▶ **EXERCISE INSTRUCTIONS**
Continue the forum thread about the shift gate group buy, picking up right after its final post, "added!".

Regarding the leather gater:



> You can see an inch or so inside, but all you can see is leather gaiter - there is no visible access to any of the workings of the gearchange mechanism whatsoever. When you are sitting in your drivers seat or passenger seat and look over, there is not a gaping chasm of any sort all your eye picks up is the shiftgate as the gaiter being black simply disguises everything else.


----------



## 26pt2 (Jul 14, 2008)

Put me down as in--but I need a 5 speed. Many thanks!


----------



## l88m22vette (Mar 2, 2006)

So wait does that mean a spacer is required to get the gate plate to work?


----------



## Neb (Jan 25, 2005)

yes it does. otherwise the 'giblits' will hit the shift gate


----------



## l88m22vette (Mar 2, 2006)

Is it going to be a separate piece, or will it be incorporated into the new gate? (sorry if I missed the comment...)


----------



## motorefugee (Jun 2, 2010)

Count me in for a 5 speed. This thing is the bee's knee's.


----------



## Neb (Jan 25, 2005)

I believe it's a spacer (so just the outer ring) that goes underneath the shift gate part.


----------



## cdougyfresh (Sep 16, 2004)

kinda torn b/c i'm not sure if this will work with my shift knob... but I still have my old knob so lets put me in for one.


----------



## btc3076 (Feb 23, 2009)

count me in for a 5-speed version!


----------



## Neb (Jan 25, 2005)

updated list! 


1. Neb 
2. l88m22vette 
3. PDubbs20AE 
4. DeckManDubs 
5. fijitt 
6. speed51133! 
7. jetta2.8 
8. 26pt2 (5-speed) 
9. motorefugee (5-speed) 
10. cdougyfresh 
11. btc3076 (5-speed)


----------



## speed51133! (Aug 5, 2002)

looks good. 
just to reconfirm, this does work with the stock shifter, right? 
and the gate wont get in the way of shifting, right?


----------



## Neb (Jan 25, 2005)

yes that is correct. Will work with the stock shifter and won't be a problem shifting.


----------



## jetta2.8 (May 18, 2009)

I can't wait for this!! Haha show season is here and my center console begs for this:laugh:


----------



## jetta2.8 (May 18, 2009)

Charlie, or Neb. Sorry for being so impatient haha, but is there a date for us 2nd run folks? I just bought coils and would like to buy spacers ect. and am trying to set some money aside for this shift gate. Sorry for being a burden.
-James


----------



## Neb (Jan 25, 2005)

ok the 6-speeds are ready to go out Monday. I'll be pm'ing people that have put their name on the list for those versions this week. I'm up at the cottage all this week so bear with me if I don't respond right away as the internet is a little sketchy. Here's the paypal info:



> I will take payments this week so if they want to go ahead and pay the £100 via Paypal as a gift on [email protected] making sure they include their full name and address as it needs to appear on the envelope that would be all I need to get them out, may even be Friday depending what time I can collect them.


----------



## jetta2.8 (May 18, 2009)

When mine comes I'll start a new thread and post some pics. :thumbup:


----------



## mdfizer (Nov 10, 2006)

you can add me to the list of confirmed to buy one (5-speed one)


----------



## Neb (Jan 25, 2005)

added!

▶ **EXCERPTED DATA**
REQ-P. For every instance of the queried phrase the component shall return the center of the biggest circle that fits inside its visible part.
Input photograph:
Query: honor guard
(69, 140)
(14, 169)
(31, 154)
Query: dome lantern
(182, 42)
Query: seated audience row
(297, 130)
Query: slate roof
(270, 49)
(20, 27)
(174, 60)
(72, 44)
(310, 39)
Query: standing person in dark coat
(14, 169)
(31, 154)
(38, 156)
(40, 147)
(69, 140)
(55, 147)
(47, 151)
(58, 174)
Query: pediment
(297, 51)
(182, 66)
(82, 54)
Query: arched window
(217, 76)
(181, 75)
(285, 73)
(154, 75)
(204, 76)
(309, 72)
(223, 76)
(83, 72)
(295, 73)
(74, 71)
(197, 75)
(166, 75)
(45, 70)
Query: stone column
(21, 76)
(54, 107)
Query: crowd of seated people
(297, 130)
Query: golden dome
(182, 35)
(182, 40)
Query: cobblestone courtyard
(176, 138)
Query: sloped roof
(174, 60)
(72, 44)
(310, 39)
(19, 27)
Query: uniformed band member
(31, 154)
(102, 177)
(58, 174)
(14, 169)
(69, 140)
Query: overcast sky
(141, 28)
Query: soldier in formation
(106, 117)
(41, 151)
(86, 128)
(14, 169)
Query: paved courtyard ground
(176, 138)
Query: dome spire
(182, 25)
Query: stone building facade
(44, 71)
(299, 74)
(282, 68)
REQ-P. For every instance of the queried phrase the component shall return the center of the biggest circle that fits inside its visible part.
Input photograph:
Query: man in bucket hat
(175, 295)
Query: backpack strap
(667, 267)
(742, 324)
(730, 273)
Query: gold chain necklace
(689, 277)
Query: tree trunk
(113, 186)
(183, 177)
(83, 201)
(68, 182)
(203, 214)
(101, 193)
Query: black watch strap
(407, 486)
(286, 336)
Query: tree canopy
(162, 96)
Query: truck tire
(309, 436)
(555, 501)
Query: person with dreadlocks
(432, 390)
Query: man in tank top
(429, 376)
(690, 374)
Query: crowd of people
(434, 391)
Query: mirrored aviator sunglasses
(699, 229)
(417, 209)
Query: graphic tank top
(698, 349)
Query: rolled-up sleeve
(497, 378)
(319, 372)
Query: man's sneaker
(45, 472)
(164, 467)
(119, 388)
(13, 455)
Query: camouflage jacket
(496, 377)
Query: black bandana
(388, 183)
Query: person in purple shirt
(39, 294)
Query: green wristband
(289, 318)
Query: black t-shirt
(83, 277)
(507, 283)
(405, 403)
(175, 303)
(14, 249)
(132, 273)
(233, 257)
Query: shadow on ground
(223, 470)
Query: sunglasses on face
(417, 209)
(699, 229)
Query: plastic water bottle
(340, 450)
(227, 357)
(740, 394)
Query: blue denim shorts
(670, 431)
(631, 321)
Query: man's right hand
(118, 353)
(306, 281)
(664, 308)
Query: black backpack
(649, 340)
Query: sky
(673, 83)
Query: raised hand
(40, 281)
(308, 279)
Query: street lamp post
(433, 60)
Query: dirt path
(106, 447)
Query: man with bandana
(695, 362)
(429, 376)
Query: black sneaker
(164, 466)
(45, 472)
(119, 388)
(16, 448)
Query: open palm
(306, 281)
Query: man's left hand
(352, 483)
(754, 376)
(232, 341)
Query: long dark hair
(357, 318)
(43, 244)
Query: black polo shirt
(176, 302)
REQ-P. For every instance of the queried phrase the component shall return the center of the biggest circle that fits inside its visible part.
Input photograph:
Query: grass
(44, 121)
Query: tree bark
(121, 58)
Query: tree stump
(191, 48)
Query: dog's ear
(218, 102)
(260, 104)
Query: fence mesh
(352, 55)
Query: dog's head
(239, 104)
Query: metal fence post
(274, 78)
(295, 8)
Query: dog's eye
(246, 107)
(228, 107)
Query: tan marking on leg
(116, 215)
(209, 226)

▶ **EXERCISE RESULT**
----------



## TTC2k5 (May 23, 2008)

Installed and driving impressions.


http://forums.fourtitude.com/showthread.php?4943988-TT-shift-gate-install-and-driving-impressions


----------



## DUBBED-OUT (Mar 21, 2008)

*WTB stock shift boot*

I want to buy a stock MK1 TT shift boot I know that a few of you has recently order shiftgate...


----------



## jetta2.8 (May 18, 2009)

DUBBED-OUT said:


> I want to buy a stock MK1 TT shift boot I know that a few of you has recently order shiftgate...


I would sell you mine, but it's got a tear.


----------



## DUBBED-OUT (Mar 21, 2008)

PM sent


----------



## Neb (Jan 25, 2005)

Wanted to add this note from Charlie:



> the shiftgate can't account for the potential for worn linkages, however due to its design it will wear its own path over a short period of use and alleviate any issue. Also it is designed to give a click clack noise and this involves some touching - as long as the gearchange is not prevented it will be fine


----------



## jetta2.8 (May 18, 2009)

To comment on the above I had thought of this and really wasn't surprised. Not a big deal in my mind. It's still a great product:thumbup:


----------



## DUBBED-OUT (Mar 21, 2008)

I don't if this is the same as.....


----------



## Mattionals (Mar 9, 2005)

Wow, the German Metal Designer one is definitely lacking in fit, finish, and quality compared to the one that Charlie has had manufactured. I love mine to death, and the click clack is great.

The German one looks flimsy and not having an individual gate for reverse is cheesy. Charlie's is by far the best looking product out there, and I have had zero problems with engaging gears, just the common leather gaiter problems that I should sort out tonight.


----------



## TheDeckMan (Sep 26, 2004)

Ok, so after throwing it in the Bridgeport and machining off .030" off the far side of 5/6th gear for clearance, I then proceeded to machine all the lower parts of the gear fingers to put .050-.090" chamfer's the shaft still rubs quite a bit. Another problem I have noticed with mine is that the holes are not aligned from the center of the spacer and the gate plate. The concentricity is out ~ .080-.100". 

Not a bad piece if you dont mind spending some time and re-working it a good bit. I pulled it out and just ran the shift boot and riser. Alignment between 3-4th seems to be and issue as it hits the point of the gate by .060" and then aligns it self. 

Solution would be to 
1. Machine the gate plate and riser from one block of aluminum on the O.D. then put the mounting holes into the piece as it is jigged in the machine and would eliminate the problem of concentricity.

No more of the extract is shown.